Pointing data excerpts:
━━━

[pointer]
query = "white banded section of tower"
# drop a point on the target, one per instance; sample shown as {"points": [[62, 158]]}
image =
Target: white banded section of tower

━━━

→ Task requirements: Swap every "tower" in the listing for "chimney" and reproduce the listing with nothing else altered.

→ Answer to the problem:
[pointer]
query = "white banded section of chimney"
# drop a point on the target, one per instance; sample shown as {"points": [[62, 158]]}
image =
Target: white banded section of chimney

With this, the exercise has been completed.